[Entries taken from a collection]
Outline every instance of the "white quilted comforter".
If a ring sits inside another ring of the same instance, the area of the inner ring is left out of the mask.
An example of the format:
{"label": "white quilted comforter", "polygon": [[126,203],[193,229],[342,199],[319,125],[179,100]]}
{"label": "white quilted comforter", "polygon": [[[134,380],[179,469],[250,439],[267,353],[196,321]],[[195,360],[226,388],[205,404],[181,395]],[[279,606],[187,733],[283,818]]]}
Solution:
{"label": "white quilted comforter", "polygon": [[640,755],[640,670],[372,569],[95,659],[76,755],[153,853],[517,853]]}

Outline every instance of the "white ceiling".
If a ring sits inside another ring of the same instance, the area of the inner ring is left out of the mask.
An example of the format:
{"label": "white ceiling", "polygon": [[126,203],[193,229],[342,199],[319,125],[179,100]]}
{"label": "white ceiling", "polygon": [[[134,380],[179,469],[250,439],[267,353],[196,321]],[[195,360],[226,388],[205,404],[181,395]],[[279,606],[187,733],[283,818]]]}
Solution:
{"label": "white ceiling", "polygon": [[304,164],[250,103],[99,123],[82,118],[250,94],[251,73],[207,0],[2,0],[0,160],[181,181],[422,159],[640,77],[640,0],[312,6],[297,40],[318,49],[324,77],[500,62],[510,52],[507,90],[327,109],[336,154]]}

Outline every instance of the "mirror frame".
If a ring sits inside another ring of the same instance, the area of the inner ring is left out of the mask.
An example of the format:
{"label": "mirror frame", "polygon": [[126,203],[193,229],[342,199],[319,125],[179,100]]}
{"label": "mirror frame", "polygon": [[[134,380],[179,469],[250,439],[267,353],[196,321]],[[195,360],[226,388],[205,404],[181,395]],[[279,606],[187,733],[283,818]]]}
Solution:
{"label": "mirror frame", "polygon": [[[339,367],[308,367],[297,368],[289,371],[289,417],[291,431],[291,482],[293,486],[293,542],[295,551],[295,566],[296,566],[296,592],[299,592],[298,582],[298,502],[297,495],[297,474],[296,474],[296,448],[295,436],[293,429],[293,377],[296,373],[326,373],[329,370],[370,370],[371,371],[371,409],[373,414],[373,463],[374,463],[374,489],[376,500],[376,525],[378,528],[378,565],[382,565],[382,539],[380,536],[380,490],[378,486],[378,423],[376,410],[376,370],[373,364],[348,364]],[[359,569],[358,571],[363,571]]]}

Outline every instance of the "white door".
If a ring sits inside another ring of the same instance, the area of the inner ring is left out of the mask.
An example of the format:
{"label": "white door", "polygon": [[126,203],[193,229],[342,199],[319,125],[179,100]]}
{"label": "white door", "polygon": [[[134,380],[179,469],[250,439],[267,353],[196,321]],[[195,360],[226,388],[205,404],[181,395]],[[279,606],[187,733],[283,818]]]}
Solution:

(SET PROBLEM): How many lines in the entries above contain the word "every"? Reply with the number alone.

(PROBLEM SOLUTION): 4